ABOUT THIS TASK: Locate "point(491, 457)" in the listing below, then output the line holding it and every line after it, exactly and with nothing else.

DATA TO PROCESS:
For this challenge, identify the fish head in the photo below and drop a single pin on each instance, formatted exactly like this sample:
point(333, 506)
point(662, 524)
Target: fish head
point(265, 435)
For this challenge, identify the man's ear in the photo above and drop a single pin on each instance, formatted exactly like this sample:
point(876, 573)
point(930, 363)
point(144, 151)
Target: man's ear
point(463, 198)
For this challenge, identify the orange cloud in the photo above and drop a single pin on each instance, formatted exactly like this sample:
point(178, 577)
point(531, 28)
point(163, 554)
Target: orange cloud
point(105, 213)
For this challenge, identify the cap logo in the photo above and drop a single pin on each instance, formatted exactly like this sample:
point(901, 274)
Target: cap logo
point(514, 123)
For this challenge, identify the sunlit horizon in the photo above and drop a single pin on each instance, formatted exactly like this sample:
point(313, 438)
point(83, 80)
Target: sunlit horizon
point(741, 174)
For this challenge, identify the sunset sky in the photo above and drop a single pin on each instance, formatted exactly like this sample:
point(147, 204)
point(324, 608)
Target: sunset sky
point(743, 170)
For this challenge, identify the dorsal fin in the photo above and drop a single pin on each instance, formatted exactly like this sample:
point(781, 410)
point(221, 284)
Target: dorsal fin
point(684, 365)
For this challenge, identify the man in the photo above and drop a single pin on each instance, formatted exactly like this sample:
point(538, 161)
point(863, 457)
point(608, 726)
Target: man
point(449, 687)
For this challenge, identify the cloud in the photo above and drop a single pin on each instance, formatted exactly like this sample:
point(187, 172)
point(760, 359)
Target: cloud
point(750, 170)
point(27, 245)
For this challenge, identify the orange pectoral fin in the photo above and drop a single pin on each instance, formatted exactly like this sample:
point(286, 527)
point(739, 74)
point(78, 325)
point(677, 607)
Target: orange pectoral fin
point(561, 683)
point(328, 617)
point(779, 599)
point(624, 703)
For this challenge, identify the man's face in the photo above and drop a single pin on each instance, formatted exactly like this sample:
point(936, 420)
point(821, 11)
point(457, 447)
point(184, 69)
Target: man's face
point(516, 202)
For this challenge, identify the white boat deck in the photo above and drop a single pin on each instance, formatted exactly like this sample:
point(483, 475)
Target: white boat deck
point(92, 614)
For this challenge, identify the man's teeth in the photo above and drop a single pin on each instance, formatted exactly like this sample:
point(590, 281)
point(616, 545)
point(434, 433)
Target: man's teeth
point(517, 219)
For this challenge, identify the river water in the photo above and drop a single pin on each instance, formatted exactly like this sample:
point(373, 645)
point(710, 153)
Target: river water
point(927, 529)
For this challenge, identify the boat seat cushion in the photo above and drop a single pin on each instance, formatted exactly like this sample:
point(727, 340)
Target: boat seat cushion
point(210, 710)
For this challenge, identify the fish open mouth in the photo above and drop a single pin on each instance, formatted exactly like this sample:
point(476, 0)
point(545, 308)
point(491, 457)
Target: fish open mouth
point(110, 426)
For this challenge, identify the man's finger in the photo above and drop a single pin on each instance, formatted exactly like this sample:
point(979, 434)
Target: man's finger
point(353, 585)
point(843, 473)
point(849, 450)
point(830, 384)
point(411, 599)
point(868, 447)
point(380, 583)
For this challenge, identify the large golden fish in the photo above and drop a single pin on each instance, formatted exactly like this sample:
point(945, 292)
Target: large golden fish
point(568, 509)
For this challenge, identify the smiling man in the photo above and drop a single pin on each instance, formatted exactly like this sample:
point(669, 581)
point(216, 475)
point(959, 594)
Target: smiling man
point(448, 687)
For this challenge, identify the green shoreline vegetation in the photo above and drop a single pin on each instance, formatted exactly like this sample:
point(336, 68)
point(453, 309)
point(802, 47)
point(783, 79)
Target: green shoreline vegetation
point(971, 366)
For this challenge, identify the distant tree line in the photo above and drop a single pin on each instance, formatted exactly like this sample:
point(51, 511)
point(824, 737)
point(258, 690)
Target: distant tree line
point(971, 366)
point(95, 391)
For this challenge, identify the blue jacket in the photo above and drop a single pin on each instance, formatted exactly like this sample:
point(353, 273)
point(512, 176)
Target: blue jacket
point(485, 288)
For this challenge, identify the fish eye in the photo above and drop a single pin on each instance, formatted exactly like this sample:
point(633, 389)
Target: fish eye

WORKED SOLUTION:
point(491, 457)
Target: fish open mouth
point(110, 426)
For this challenge, identify the man's finger in the photo above and drop a single pin on each instance, formatted exactly like this sample:
point(979, 434)
Target: man's finger
point(353, 585)
point(843, 473)
point(849, 450)
point(830, 384)
point(411, 599)
point(868, 447)
point(380, 583)
For this challenge, identify the large golden fish in the photo above and drop a single pin on each instance, formatted exactly like this sample:
point(945, 292)
Target: large golden fish
point(568, 509)
For this challenge, identify the smiling man in the photo above and drop a single pin on each instance, formatted exactly like this sample:
point(669, 581)
point(216, 475)
point(959, 594)
Target: smiling man
point(448, 687)
For this challenge, identify the green shoreline vegetation in the photo above and drop a single pin on each instance, formatted exactly like this sample:
point(336, 68)
point(453, 309)
point(802, 47)
point(783, 79)
Target: green shoreline vegetation
point(971, 366)
For this challenge, identify the distant tree line in the photo above and drop a single pin on each instance, formatted exactly like this sample:
point(51, 511)
point(824, 737)
point(258, 690)
Target: distant tree line
point(971, 366)
point(95, 391)
For this challenge, identify the blue jacket in the photo above and drop a single pin on each instance, formatted exactly like this sample:
point(353, 273)
point(512, 176)
Target: blue jacket
point(485, 288)
For this challenge, identify the fish eye in the photo above and drop a single pin on each instance, formatted exactly like this sample:
point(633, 389)
Target: fish eye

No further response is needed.